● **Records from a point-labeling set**
-- -- --

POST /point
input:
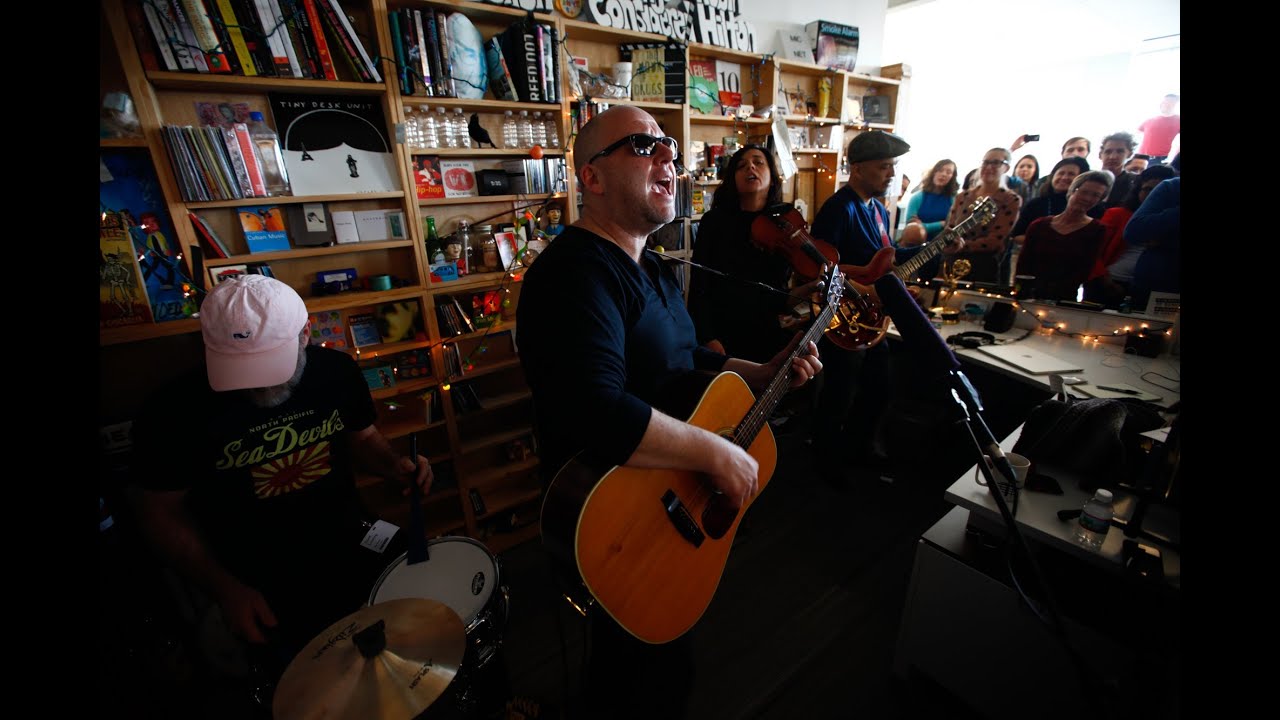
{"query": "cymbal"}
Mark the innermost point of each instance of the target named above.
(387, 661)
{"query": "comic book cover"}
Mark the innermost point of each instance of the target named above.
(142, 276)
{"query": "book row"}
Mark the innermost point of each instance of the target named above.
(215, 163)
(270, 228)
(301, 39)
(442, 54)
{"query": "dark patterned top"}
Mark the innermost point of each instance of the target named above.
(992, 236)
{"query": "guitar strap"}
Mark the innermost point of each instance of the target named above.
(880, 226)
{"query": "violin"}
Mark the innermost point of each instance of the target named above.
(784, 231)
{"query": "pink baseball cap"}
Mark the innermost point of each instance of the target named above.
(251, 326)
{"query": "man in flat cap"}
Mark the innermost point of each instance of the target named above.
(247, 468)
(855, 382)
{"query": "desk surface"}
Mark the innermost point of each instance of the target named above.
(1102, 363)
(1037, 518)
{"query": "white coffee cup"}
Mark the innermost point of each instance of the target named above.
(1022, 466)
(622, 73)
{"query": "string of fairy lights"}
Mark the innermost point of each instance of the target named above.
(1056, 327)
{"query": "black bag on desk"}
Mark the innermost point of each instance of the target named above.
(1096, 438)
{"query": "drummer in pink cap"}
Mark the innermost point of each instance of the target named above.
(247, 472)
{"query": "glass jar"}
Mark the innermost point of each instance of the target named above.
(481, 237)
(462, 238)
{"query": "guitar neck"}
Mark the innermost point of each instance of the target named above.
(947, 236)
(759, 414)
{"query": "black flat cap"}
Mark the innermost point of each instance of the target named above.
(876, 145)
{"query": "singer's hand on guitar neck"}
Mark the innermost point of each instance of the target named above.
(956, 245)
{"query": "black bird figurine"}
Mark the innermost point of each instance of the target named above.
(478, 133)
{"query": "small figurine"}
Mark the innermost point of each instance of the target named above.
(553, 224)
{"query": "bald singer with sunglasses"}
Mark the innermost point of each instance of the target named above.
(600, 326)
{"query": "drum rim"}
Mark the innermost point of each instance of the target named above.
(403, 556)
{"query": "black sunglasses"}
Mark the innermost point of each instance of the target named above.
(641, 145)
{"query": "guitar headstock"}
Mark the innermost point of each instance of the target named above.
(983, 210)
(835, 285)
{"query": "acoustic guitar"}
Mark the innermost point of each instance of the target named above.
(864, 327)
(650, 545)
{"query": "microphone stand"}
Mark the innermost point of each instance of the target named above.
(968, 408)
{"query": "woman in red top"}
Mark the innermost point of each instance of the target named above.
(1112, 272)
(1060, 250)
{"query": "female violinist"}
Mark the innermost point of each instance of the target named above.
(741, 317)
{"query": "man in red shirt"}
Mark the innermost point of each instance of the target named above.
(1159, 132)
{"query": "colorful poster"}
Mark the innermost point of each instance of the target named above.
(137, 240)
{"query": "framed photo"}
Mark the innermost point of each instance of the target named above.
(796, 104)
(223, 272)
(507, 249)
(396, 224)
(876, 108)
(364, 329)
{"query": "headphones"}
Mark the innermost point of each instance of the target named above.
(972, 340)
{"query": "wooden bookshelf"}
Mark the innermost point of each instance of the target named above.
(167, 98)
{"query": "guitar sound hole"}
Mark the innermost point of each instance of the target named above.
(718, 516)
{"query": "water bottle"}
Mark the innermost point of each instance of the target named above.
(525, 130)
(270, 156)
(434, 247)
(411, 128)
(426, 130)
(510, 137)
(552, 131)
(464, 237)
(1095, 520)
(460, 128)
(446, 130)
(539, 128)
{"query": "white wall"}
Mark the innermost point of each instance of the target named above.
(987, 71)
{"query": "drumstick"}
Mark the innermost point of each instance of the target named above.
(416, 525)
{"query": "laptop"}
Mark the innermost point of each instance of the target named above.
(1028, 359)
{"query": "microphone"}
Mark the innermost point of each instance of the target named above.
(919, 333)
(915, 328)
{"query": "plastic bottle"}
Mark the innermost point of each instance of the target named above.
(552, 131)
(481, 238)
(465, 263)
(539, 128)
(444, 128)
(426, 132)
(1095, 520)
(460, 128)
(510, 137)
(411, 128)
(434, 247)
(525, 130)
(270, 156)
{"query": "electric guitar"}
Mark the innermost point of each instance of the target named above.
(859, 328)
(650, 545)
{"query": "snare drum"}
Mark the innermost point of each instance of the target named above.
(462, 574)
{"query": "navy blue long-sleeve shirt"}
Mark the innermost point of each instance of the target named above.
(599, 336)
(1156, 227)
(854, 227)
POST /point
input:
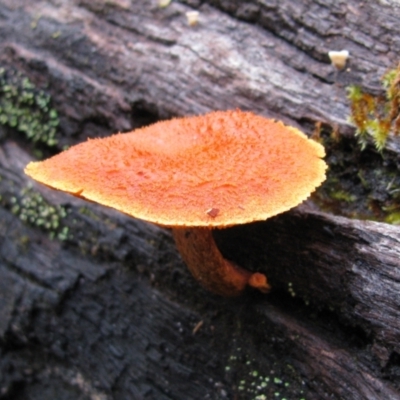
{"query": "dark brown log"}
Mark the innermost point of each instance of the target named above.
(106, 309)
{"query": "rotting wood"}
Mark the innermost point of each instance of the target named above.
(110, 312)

-- -- --

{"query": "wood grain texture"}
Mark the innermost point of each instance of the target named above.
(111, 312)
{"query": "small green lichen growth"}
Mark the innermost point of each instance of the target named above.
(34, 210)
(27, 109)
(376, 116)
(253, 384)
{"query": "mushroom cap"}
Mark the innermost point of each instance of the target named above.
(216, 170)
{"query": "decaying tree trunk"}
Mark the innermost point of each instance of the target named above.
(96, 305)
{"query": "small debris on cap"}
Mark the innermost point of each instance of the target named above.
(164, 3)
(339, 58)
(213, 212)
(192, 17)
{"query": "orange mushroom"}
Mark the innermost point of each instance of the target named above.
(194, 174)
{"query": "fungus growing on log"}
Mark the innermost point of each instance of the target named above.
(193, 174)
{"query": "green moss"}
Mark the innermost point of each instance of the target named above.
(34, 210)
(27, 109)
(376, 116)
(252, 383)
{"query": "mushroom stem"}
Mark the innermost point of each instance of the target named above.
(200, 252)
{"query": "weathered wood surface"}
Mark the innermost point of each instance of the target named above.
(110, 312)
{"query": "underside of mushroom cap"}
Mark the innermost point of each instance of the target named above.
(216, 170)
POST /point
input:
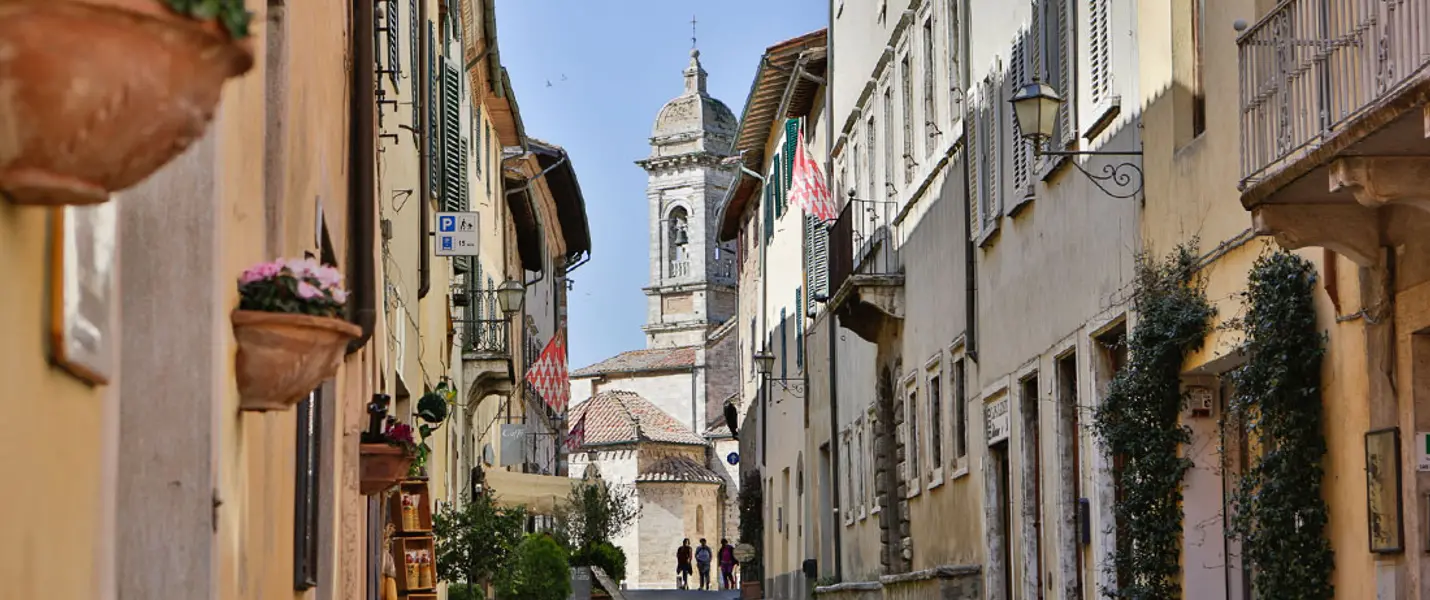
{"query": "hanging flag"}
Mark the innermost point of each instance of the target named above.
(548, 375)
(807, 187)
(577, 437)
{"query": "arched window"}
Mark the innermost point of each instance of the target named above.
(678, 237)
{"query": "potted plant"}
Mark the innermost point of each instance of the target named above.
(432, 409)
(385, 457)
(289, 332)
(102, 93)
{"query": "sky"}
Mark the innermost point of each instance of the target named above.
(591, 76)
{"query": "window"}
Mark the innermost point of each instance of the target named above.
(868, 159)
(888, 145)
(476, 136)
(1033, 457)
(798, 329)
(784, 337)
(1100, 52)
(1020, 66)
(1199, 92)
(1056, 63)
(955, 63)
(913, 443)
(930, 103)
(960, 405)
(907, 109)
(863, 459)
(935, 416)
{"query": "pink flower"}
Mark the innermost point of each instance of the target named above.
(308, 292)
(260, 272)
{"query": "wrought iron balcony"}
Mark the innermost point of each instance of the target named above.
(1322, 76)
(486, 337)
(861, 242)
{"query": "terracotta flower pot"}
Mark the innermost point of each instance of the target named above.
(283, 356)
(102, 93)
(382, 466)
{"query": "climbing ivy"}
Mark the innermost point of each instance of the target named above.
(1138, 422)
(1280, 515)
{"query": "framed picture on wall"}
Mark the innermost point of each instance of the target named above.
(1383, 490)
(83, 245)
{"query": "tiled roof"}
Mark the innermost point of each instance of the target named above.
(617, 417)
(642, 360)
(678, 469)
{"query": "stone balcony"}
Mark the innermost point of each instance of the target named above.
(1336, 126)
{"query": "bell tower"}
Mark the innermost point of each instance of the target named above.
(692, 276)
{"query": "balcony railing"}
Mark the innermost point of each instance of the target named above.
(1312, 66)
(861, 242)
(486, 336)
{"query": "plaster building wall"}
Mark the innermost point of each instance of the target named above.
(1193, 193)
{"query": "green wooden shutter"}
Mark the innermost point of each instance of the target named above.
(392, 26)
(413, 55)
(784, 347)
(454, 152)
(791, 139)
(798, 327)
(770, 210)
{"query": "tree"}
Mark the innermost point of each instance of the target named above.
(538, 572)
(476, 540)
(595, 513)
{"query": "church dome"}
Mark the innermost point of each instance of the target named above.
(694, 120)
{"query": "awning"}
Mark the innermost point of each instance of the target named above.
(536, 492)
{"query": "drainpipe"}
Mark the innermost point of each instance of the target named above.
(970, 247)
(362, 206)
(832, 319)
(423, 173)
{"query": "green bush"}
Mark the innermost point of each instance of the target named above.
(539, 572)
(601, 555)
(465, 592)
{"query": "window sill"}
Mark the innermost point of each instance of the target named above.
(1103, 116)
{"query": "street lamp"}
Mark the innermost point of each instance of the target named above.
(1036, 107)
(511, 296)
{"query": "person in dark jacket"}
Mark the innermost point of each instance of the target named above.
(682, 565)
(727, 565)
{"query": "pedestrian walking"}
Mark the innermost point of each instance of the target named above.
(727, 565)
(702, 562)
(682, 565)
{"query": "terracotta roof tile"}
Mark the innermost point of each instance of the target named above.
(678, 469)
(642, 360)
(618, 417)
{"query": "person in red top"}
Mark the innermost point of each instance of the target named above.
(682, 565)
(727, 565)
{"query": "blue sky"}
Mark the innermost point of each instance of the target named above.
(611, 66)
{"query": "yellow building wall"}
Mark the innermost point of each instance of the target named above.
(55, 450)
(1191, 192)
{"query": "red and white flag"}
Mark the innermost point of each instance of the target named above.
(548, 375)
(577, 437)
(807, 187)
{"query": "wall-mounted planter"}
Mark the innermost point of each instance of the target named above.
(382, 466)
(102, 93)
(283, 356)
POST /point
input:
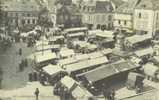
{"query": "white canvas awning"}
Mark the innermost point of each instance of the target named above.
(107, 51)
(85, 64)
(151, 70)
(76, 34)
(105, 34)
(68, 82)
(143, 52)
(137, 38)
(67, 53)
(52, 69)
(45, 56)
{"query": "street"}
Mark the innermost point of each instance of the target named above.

-- -- --

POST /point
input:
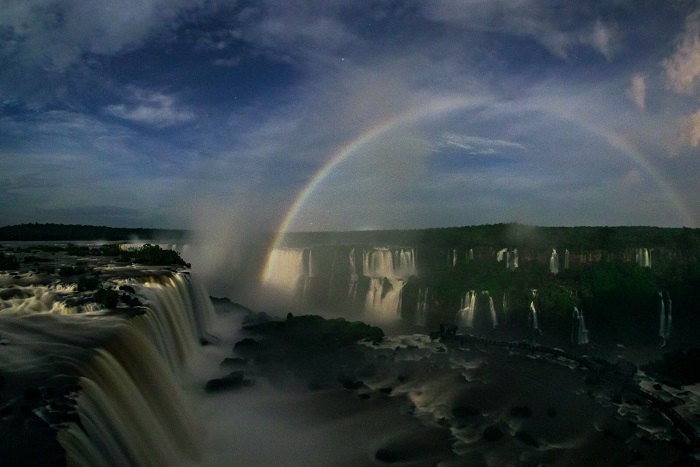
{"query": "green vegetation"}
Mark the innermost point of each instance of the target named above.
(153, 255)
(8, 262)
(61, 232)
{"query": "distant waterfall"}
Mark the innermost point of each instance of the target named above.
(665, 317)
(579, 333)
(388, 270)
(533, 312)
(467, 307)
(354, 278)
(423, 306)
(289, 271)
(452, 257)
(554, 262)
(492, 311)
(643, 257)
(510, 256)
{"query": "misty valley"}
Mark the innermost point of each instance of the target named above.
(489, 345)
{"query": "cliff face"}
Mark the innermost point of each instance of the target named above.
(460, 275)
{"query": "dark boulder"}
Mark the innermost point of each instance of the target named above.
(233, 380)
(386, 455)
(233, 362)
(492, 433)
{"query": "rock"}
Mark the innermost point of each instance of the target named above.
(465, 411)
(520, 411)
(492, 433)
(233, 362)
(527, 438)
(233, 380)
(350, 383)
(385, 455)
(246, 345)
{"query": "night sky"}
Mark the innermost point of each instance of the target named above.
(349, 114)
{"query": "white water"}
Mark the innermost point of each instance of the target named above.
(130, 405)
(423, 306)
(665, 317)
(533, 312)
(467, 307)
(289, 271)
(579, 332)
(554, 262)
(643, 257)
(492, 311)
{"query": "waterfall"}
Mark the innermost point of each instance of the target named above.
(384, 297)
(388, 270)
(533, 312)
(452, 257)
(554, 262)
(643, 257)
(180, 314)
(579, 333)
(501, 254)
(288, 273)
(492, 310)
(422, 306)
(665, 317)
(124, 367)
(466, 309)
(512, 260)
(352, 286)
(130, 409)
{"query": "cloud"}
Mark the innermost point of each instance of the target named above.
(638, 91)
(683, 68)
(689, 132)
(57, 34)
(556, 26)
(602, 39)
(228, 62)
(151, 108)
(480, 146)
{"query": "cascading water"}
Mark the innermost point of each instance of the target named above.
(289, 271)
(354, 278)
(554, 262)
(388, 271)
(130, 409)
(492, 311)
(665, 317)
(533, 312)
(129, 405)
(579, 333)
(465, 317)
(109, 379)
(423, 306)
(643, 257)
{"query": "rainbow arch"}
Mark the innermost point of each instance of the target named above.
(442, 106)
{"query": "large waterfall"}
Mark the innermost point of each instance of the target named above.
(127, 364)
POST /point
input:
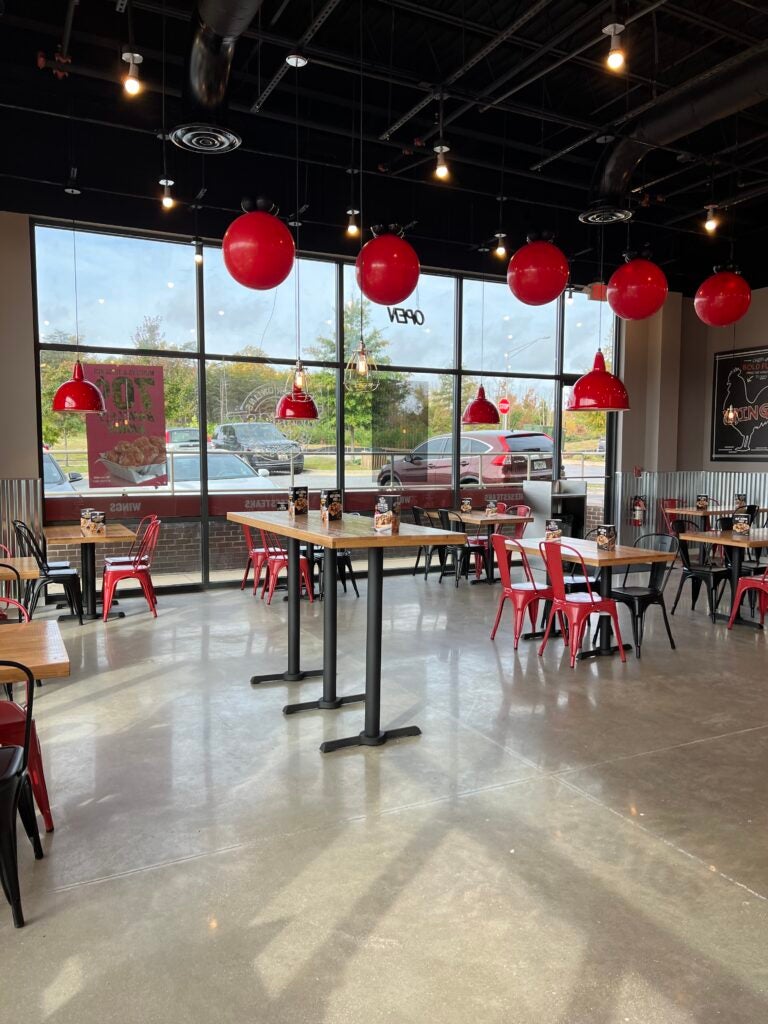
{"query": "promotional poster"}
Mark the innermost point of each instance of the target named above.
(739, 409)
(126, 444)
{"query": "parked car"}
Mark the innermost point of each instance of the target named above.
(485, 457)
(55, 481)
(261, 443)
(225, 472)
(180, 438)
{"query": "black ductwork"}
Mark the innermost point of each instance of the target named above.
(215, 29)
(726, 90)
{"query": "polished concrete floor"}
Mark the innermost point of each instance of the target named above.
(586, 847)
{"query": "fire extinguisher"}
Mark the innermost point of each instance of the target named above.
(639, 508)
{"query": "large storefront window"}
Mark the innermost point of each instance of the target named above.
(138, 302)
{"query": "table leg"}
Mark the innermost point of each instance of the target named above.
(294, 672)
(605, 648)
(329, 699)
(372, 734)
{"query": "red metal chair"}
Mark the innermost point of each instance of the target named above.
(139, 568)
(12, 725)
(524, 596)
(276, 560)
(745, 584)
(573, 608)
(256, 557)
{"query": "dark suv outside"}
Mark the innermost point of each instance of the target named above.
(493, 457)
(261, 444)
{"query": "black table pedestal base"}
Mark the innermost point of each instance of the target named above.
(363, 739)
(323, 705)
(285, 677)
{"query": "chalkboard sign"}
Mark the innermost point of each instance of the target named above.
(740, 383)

-- -- --

● **Written instruction**
Identify every line in the material that contains the word "neck", and copy each of those lines.

● **Reply**
{"query": "guitar neck"}
{"query": "singer's hand on guitar neck"}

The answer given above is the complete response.